Stored data:

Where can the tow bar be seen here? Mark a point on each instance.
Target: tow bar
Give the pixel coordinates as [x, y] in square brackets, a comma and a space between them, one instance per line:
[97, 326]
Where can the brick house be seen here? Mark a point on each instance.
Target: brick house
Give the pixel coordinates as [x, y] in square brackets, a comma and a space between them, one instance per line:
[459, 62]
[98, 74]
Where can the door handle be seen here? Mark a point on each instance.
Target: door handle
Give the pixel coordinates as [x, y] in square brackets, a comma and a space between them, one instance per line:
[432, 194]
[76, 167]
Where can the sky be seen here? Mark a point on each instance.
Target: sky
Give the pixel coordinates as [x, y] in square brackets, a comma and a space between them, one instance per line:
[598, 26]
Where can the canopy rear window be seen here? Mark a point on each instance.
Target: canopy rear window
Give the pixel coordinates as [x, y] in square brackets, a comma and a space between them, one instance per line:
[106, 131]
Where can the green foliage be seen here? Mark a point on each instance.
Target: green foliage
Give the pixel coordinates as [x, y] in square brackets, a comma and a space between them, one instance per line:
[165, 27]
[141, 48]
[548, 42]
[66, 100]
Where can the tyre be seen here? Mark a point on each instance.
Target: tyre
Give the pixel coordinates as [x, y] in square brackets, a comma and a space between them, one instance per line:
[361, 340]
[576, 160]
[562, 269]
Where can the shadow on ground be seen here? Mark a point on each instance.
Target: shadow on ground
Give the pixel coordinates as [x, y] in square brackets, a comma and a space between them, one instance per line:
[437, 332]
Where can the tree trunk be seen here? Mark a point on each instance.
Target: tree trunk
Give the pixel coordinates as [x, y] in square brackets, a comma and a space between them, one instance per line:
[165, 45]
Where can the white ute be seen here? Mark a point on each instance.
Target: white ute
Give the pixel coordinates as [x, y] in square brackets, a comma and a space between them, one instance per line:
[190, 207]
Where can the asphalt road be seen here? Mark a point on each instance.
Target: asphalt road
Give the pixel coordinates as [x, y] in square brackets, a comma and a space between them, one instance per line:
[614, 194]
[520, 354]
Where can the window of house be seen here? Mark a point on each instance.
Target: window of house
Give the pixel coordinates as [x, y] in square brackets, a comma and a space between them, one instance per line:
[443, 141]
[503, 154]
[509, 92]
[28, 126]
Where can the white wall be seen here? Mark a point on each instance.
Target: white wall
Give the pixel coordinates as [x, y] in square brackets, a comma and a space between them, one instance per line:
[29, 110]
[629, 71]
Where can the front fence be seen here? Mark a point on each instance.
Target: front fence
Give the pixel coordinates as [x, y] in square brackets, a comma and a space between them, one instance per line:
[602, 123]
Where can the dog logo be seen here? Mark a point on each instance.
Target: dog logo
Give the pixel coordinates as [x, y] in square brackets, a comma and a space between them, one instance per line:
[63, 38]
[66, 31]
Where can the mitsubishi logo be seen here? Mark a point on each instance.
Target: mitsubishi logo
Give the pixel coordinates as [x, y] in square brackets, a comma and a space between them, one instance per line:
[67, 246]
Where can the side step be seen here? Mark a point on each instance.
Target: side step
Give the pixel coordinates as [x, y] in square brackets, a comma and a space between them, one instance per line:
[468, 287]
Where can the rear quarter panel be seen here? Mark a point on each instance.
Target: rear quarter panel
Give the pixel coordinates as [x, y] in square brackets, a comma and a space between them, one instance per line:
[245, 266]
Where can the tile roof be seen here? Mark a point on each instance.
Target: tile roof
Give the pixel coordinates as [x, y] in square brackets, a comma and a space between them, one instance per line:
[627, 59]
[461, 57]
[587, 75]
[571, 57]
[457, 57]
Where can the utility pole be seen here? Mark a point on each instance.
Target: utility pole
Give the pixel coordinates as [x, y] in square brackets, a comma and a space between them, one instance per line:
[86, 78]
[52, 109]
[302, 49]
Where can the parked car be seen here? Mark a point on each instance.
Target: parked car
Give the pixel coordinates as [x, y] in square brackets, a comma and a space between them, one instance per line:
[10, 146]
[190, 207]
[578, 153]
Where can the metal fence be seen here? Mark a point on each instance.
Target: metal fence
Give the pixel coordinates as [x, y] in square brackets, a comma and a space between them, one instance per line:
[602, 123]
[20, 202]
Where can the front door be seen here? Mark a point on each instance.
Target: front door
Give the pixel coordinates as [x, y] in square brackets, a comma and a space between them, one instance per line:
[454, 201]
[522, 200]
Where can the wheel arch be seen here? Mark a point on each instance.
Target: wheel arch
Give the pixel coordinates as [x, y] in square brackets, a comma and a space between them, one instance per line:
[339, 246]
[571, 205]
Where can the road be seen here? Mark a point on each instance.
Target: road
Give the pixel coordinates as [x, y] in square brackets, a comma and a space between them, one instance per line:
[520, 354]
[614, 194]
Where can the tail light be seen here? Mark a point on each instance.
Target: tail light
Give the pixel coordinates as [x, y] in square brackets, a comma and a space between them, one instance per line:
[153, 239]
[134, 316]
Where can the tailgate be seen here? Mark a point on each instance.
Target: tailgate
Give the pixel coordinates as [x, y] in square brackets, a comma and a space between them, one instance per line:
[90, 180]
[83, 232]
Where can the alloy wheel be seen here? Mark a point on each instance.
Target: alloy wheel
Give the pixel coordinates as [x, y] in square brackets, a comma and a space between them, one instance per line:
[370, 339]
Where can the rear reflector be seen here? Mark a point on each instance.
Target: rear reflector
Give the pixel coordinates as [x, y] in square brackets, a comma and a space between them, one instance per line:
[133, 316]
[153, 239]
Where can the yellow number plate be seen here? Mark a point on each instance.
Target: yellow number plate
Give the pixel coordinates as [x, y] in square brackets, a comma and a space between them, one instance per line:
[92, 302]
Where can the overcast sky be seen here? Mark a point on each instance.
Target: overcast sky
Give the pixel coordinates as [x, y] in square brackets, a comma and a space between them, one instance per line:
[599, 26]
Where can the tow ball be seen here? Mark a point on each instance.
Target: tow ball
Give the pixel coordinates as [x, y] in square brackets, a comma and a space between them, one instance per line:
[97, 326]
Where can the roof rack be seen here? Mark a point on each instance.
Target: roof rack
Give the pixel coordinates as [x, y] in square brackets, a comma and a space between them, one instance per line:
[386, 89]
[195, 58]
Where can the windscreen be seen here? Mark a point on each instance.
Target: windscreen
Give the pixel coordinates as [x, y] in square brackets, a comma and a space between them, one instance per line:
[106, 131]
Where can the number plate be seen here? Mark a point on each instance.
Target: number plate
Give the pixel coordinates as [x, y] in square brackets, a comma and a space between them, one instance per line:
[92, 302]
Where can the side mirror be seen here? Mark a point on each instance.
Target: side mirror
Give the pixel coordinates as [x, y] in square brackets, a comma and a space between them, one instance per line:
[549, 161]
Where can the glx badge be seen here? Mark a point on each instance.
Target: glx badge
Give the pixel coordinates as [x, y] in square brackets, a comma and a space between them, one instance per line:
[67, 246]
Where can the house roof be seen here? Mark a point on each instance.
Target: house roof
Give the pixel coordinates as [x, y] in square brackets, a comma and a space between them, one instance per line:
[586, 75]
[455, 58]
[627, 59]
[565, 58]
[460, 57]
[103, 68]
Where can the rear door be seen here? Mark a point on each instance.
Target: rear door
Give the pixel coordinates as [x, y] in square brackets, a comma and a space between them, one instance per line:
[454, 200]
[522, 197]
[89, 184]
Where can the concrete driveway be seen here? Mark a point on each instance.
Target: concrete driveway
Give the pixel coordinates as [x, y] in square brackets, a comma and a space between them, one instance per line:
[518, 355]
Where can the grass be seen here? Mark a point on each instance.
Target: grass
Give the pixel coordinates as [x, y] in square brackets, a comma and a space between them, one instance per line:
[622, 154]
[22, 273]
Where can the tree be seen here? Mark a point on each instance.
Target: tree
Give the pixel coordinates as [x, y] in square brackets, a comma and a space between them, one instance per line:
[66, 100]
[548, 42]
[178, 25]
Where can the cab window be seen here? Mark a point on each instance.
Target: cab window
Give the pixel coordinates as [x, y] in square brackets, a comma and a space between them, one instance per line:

**WHAT THE EXERCISE ASKS**
Nothing but an exact copy of the lines from the first one above through the line holding "Target: green foliage" should be returned.

**RESULT FOR THIS TASK**
Where can the tow bar be seen here? Mark a point on each instance.
Target: tow bar
Give the pixel coordinates as [x, y] in square brackets, a comma and a space between them, one instance per line:
[97, 326]
Where can the brick house be seen here? Mark a point on each instance.
Target: brick house
Give the pixel coordinates as [x, y] in square brackets, a comma and a space between them, one instance per line:
[459, 62]
[98, 74]
Where can the door handle be seen here? Mark a point on each instance.
Target: door handle
Give the pixel coordinates as [x, y] in square brackets, a comma and a space between them, one instance per line:
[432, 194]
[76, 167]
Where can the sky be seen here? Mark a point on each instance.
Target: sky
Give the pixel coordinates as [x, y] in square brackets, a comma and a space between them, one instance per line:
[598, 26]
Where can the canopy rear window be seen here? Mark a point on each instance.
Target: canopy rear window
Give the pixel coordinates as [x, y] in square brackets, a comma and a space between them, one instance per line:
[106, 131]
Where can the green foliage be seen here? Mark a point on each instance.
Target: green foliage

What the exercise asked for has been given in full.